## [Your task]
Copy out every line of the rows below, requests included. Scale each bounding-box coordinate in the answers by 1.9 and round it to a whole number, with halves rounding up. Leave the numbers in the requests and their format samples unchanged.

- - - -

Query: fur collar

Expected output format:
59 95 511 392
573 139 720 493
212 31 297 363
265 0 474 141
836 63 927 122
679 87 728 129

- - - -

## [The response]
Query: fur collar

Expected output format:
59 95 511 392
573 139 720 493
212 31 297 363
504 0 901 268
1588 120 1761 232
1290 165 1383 245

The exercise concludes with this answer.